§ Passage sélectionné
%%

Photo 3: a) Cône beam au niveau de 15, présence d’une lésion intra osseuse angulaire au niveau de la face mésiale de 16. b) Modélisation information implantaire au niveau de 15, coupes tous les 2 mm. c) Photo clinique de la lésion intra osseuse + stimulation endostée. d) Photo implant mise en place + BIOBank®. e) Photo après sutures, contention collée visible.


Au niveau du secteur 2, 24, 25, 26 et 27 sont absentes. Une première gouttière radiologique à été réalisée avec un montage prothétique idéal. Cependant, après analyse du cône beam il n’était pas possible de poser les implants en position idéale. Ainsi, un deuxième montage directeur a été réalisé en montant le centre des dents prothétiques au niveau du centre des futurs implants dans les zones implantables. Ce montage est ensuite validé par la patiente. De plus, un espace prothétique faible est disponible. Après analyse du cône beam du niveau du secteur 2, il sera décidé de faire une ostéotomie afin de ne pas réaliser de coronoplasties au niveau de 34, 35, 36 et 37. On commencera par une tranchée d’une hauteur calibrée en fonction du site pour ensuite mettre à plat le niveau osseux en n’étant pas plus profond que la tranchée initiale. 3 implants seront posés : 2 implants dans la région mésiale de la zone édentée et un implant au niveau de la tubérosité maxillaire

      
      
      a)

%%

§ Liste des activités
(a) Recopiez le passage de l'extrait sur la pose d'implants, en commençant par « Photo 3: a) » et en allant jusqu'à « contention collée visible. ».
(b) Poursuivez l'extrait sur la pose d'implants à partir de l'endroit où il s'interrompt.
Les lignes ne sont d'aucune utilité pour ce travail.

§ Données extraites
%%

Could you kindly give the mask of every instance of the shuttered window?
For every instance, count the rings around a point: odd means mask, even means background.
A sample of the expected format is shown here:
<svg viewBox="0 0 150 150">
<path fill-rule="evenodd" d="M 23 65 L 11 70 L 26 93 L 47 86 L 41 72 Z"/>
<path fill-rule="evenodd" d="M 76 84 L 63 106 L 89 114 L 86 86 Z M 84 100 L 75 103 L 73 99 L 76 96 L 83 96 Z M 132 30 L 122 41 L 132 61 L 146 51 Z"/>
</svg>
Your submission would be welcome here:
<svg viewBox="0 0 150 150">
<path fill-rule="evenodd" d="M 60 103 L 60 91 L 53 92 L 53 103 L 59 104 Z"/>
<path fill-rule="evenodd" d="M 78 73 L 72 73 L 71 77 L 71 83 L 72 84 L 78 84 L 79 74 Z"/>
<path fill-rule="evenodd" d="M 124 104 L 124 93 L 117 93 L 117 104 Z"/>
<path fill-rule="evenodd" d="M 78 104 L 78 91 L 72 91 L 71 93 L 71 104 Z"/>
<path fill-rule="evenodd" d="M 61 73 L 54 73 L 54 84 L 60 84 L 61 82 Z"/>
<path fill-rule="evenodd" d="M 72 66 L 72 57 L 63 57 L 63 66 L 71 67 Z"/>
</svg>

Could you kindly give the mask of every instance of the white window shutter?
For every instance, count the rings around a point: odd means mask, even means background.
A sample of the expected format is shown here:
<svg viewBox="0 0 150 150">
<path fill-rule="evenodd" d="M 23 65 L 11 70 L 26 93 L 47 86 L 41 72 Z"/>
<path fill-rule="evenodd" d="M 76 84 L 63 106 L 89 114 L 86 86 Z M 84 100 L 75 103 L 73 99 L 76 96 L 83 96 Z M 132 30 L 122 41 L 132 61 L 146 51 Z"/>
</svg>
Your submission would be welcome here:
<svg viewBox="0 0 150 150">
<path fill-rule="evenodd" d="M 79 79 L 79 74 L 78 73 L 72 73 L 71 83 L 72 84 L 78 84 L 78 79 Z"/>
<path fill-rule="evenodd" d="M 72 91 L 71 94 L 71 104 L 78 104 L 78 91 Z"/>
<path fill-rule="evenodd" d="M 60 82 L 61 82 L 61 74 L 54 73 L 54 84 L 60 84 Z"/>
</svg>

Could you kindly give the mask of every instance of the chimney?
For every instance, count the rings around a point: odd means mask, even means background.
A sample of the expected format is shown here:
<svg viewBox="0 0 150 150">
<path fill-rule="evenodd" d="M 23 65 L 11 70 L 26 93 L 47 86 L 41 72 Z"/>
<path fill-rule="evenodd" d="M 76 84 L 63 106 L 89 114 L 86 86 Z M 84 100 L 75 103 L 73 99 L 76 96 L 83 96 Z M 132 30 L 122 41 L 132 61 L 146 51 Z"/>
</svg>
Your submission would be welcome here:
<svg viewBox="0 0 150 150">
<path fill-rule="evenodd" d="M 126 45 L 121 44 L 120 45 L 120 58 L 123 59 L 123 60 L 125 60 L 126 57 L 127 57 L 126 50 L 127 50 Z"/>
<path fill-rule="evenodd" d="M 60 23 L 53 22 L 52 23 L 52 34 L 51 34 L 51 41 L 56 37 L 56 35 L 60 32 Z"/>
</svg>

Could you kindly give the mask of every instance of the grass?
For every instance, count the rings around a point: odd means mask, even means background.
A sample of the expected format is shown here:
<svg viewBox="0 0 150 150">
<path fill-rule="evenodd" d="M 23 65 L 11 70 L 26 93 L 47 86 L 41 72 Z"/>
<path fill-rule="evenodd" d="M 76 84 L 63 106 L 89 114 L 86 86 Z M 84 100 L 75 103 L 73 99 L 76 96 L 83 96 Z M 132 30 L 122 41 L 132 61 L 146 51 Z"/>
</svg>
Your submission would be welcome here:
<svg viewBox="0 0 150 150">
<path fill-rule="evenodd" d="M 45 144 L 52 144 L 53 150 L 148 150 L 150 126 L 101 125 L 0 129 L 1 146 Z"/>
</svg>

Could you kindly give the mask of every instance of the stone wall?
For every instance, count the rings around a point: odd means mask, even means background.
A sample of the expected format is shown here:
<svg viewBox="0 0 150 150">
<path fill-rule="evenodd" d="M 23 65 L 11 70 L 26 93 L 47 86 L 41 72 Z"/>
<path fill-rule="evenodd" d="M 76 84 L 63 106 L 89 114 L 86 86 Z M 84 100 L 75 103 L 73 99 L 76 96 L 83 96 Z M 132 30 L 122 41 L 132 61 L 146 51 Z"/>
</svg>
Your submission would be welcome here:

%%

§ Vos réponses
(a)
Photo 3: a) Cône beam au niveau de 15, présence d’une lésion intra osseuse angulaire au niveau de la face mésiale de 16. b) Modélisation information implantaire au niveau de 15, coupes tous les 2 mm. c) Photo clinique de la lésion intra osseuse + stimulation endostée. d) Photo implant mise en place + BIOBank®. e) Photo après sutures, contention collée visible.

(b)
      
      b)                         c)
      
      d)
Photo 4 a) Cône beam avec simulation implantaire, les implants sont en position plus apicale par rapport au niveau osseux présent afin de pouvoir ensuite mesurer l’ostéotectomie à réaliser. b) Photo clinique tranchée réalisée. c) Photo clinique implant en place. d) Photo clinique après sutures.


3 mois après cicatrisation, une panoramique ainsi qu’un bilan photo sont réalisés (Photo 5). Le deuxième temps opératoire au niveau de la 16 sera réalisé 3 mois plus tard : la patiente pourra ensuite réaliser la phase prothétique chez son chirurgien dentiste traitant. Une thérapeutique parodontale de soutien devra bien sur être mise en place afin garantir la pérennité de cette restauration.

      a)

 
      b)


Photo 5 a) Panoramique dentaire à 3 mois post opératoire. b) Photos cliniques à 3 mois post opératoire.


      Conclusion

      Le cône beam est un outil incontournable en implantologie qui présente de nombreux avantages par rapport au scanner. De nos jours, son implantation au cabinet dentaire est en pleine expansion. En effet, son prix de revient diminue chaque année alors que ses champs d’application augmentent. Cela permettrait ainsi de faciliter la réalisation des plans de traitement implantaires tout en étant moins irradiant qu’un scanner.